__Exercise directions__. Repeat all entries exactly.

┌──

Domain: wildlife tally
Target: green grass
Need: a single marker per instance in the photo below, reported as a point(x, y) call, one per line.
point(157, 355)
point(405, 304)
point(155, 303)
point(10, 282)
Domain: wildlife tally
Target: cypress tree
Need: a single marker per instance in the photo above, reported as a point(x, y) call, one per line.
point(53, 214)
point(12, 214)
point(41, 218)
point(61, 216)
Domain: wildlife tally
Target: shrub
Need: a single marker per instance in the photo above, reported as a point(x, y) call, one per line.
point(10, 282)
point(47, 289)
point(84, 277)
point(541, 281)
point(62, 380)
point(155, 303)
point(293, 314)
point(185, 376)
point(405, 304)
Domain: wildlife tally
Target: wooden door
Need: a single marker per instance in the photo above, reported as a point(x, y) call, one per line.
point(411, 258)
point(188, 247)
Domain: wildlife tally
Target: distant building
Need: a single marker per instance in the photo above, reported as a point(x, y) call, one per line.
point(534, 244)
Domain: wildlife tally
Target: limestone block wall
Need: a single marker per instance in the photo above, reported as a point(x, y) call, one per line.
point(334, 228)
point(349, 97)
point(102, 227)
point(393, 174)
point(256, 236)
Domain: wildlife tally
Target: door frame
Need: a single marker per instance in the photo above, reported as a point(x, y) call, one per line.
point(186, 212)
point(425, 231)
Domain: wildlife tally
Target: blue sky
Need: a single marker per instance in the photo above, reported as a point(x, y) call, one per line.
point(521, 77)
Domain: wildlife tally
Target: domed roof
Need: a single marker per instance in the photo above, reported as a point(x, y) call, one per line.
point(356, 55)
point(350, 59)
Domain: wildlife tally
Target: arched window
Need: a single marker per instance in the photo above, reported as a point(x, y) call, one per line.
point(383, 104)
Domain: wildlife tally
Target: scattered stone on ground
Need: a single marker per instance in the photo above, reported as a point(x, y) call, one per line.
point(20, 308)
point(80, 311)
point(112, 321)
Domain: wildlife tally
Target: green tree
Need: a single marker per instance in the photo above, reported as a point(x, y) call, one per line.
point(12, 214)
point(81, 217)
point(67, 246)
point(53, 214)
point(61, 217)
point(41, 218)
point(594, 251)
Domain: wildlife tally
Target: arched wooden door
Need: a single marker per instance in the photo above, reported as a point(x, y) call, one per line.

└──

__Answer for this exercise__.
Domain: wildlife tally
Target: green grass
Need: a single marker per instance in the photo below, reported as a point(x, y) call, one per line.
point(157, 355)
point(405, 304)
point(155, 303)
point(10, 282)
Domain: wildlife tally
Target: cypress tree
Need: a single marker per instance in the photo above, reported as a point(x, y) call, one per line.
point(53, 214)
point(12, 214)
point(41, 218)
point(61, 216)
Domain: wildlife tally
Target: shrub
Need: a single marker per instance in the photo above, reported as a point(x, y) call, one per line.
point(10, 282)
point(47, 289)
point(84, 277)
point(541, 281)
point(62, 380)
point(155, 303)
point(293, 314)
point(185, 376)
point(405, 304)
Domain: wildlife tally
Target: wooden door
Need: a single marker per instance in the photo above, reported as a point(x, y) call, one per line.
point(411, 258)
point(188, 247)
Domain: wildlife tally
Target: distant building
Need: a single marker per instance in the photo above, reported as a point(x, y) call, one per line.
point(534, 244)
Domain: wildlife tally
Target: limestone block wall
Need: a single marker per instance in the photo above, reported as a point(x, y) call, one per line.
point(334, 228)
point(349, 97)
point(102, 227)
point(393, 174)
point(256, 236)
Domain: wildlife tally
Target: door frame
Need: a single marker per instance in the photo above, reported as a point(x, y) call, one per line.
point(186, 212)
point(425, 231)
Domain: wildlife tally
Target: blue sky
Need: a single marker per instance in the photo above, reported as a point(x, y) call, one per line.
point(521, 77)
Domain: wildlife tally
Target: domed roof
Need: a single marker per instance in the photo above, reported as a point(x, y) call, one per line.
point(356, 55)
point(350, 59)
Domain: wildlife tally
Target: arched window
Need: a single marker per instance in the photo above, reported as a point(x, y) call, one per line.
point(383, 104)
Domain: wildlife tally
Target: scattered stone on ground
Need: a single marker per instance in the photo above, reported as a point(x, y) call, one per line.
point(20, 308)
point(80, 311)
point(112, 321)
Domain: wildlife tally
Target: green tree
Need: a single marker per instance in the photo above, reported as a point(x, y) call, one per line.
point(12, 214)
point(81, 217)
point(67, 246)
point(53, 214)
point(61, 217)
point(41, 218)
point(594, 251)
Domain: wildlife tally
Target: arched wooden door
Need: a single marker per instance in the photo above, reported as a point(x, y) call, one per line.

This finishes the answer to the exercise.